▶ [Data to process]
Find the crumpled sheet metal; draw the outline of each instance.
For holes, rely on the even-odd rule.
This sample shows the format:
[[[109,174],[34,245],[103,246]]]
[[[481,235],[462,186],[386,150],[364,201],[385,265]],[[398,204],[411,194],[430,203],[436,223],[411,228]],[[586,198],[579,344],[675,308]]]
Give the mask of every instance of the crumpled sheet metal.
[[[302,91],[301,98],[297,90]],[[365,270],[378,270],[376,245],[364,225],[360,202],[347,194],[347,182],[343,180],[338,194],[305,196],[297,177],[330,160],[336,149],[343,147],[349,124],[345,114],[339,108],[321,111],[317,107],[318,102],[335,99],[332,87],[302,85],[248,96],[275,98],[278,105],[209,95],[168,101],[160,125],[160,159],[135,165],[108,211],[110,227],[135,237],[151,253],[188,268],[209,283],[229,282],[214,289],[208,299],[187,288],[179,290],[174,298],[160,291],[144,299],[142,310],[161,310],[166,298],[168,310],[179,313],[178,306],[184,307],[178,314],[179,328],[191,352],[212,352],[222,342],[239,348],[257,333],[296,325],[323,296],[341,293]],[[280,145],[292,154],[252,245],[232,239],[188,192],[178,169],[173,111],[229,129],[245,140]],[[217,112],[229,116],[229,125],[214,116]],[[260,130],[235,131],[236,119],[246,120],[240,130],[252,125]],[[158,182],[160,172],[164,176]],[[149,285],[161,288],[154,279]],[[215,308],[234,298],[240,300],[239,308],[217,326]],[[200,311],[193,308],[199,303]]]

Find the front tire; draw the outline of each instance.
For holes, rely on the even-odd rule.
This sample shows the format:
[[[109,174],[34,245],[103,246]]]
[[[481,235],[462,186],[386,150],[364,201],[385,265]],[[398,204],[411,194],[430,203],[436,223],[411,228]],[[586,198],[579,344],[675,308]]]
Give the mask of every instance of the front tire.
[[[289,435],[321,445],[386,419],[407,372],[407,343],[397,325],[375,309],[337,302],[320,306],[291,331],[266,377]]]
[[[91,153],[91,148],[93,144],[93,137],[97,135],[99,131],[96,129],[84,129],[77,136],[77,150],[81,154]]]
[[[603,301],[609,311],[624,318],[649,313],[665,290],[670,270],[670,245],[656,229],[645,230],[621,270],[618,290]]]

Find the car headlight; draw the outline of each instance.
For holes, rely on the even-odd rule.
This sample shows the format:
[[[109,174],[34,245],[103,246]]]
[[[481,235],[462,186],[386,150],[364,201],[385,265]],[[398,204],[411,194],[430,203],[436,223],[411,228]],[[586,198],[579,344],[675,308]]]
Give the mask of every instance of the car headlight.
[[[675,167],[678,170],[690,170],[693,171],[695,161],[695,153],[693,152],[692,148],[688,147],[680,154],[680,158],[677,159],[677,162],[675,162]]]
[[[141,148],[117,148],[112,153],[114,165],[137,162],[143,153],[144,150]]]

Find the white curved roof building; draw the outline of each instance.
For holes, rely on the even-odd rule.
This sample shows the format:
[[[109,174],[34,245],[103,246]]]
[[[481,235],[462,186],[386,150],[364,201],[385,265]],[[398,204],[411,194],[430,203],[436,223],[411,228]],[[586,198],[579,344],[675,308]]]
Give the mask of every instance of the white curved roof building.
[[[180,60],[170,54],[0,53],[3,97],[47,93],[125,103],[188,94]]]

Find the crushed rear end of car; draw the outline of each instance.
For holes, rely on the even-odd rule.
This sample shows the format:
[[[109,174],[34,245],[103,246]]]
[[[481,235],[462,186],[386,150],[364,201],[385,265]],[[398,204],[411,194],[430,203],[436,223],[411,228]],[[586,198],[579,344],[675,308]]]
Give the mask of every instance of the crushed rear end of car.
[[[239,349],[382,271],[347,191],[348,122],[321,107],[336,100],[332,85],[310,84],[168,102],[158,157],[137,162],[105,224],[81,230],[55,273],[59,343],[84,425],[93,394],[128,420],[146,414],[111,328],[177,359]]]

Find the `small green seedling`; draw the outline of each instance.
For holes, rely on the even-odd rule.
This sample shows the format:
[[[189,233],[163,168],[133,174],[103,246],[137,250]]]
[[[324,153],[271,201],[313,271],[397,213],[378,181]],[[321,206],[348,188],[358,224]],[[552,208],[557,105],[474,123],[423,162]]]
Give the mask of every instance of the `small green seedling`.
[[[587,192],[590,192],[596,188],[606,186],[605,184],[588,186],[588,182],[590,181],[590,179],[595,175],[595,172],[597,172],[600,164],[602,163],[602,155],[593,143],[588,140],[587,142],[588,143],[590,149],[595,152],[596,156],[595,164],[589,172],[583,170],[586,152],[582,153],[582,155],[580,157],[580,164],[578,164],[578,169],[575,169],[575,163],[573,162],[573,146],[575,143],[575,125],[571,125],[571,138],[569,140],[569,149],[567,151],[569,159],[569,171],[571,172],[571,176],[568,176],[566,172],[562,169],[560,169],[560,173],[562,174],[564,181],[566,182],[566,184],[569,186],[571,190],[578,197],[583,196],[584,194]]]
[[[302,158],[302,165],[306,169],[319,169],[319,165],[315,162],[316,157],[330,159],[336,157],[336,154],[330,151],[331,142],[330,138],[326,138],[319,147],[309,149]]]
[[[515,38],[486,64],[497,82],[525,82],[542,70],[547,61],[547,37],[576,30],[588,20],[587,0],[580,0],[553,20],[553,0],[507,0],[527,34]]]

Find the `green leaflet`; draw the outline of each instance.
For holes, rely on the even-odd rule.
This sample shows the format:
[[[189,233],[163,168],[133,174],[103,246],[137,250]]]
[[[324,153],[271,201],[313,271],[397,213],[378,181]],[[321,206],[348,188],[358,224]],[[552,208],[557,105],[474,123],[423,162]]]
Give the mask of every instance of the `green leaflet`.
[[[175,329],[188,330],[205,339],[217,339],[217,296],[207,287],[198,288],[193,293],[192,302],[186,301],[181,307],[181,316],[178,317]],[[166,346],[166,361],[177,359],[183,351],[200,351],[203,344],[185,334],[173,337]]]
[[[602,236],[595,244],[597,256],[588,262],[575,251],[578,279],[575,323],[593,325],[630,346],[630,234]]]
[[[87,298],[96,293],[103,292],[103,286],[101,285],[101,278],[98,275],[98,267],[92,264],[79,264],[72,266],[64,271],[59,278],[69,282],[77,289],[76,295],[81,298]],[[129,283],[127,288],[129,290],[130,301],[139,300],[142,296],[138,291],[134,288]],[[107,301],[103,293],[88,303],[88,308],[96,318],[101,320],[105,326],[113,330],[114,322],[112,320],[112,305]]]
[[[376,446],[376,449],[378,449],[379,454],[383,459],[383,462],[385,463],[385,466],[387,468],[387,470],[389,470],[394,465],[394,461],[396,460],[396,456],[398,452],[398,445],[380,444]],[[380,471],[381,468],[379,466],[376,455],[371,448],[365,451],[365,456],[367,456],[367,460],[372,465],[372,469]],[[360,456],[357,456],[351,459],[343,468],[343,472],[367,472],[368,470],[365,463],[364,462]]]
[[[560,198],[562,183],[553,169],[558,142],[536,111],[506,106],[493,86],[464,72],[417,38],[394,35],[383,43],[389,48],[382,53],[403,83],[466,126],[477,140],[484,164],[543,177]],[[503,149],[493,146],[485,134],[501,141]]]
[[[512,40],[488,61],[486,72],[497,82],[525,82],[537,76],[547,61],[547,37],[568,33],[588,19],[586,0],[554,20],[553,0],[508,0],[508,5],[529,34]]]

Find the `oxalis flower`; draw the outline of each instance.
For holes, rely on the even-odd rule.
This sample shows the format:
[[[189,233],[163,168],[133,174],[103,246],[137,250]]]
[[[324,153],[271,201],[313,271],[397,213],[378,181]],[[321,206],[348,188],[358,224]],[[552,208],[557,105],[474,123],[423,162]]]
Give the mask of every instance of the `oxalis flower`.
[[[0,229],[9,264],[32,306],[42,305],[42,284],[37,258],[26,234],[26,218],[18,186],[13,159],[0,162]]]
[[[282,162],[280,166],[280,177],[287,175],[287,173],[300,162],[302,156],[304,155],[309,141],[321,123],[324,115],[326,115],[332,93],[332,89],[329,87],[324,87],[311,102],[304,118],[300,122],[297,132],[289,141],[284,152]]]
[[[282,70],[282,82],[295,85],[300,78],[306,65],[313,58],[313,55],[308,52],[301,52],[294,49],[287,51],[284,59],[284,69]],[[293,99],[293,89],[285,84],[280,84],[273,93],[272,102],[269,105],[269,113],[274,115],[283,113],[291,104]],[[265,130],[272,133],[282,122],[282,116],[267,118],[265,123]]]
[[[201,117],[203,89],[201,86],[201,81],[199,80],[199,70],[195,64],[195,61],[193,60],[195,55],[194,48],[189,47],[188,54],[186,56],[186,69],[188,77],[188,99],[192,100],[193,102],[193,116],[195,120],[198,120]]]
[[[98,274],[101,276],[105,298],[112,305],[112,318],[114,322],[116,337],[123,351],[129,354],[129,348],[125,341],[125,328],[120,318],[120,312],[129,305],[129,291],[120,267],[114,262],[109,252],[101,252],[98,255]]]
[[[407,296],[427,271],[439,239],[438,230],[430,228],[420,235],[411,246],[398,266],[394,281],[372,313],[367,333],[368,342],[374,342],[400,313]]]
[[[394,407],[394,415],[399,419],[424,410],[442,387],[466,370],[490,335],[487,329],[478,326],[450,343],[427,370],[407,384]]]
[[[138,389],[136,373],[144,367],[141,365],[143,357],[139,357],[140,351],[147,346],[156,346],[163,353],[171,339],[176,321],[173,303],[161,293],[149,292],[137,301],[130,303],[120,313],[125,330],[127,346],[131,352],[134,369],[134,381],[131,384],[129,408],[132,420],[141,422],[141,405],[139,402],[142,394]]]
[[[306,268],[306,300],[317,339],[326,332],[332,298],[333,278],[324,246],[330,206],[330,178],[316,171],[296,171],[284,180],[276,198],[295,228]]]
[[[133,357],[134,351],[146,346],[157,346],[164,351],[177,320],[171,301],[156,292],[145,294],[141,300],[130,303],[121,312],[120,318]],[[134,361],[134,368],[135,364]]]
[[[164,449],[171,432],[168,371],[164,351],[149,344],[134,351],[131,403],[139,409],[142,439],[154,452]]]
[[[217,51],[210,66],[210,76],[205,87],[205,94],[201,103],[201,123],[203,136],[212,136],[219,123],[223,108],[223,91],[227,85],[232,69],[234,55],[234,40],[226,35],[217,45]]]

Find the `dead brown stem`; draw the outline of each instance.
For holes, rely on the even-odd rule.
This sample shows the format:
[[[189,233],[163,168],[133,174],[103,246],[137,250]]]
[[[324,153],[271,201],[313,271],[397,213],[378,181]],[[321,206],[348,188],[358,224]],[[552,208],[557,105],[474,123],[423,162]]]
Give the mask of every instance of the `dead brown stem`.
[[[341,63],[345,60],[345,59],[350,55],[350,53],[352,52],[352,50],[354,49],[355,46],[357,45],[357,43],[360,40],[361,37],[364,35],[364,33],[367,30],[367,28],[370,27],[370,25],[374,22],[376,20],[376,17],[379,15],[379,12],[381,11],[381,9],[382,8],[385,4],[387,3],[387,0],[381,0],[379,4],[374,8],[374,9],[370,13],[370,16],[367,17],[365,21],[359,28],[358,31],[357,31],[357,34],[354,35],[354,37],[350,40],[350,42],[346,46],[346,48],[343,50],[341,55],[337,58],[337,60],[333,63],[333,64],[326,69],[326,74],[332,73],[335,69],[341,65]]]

▶ [Written task] Copy out the lines from the first one above up to and including the line with "Give the mask of every instance of the crumpled", reproducing each one without any change.

▶ [Answer to this task]
Find the crumpled sheet metal; draw the outline of each instance.
For holes, rely on the even-odd rule.
This sample shows the format:
[[[109,174],[34,245],[103,246]]]
[[[481,235],[462,186],[386,150],[364,201],[385,265]],[[398,204],[411,194],[430,203],[436,223],[411,228]],[[586,198],[579,344],[675,308]]]
Give the mask of every instance of the crumpled sheet metal.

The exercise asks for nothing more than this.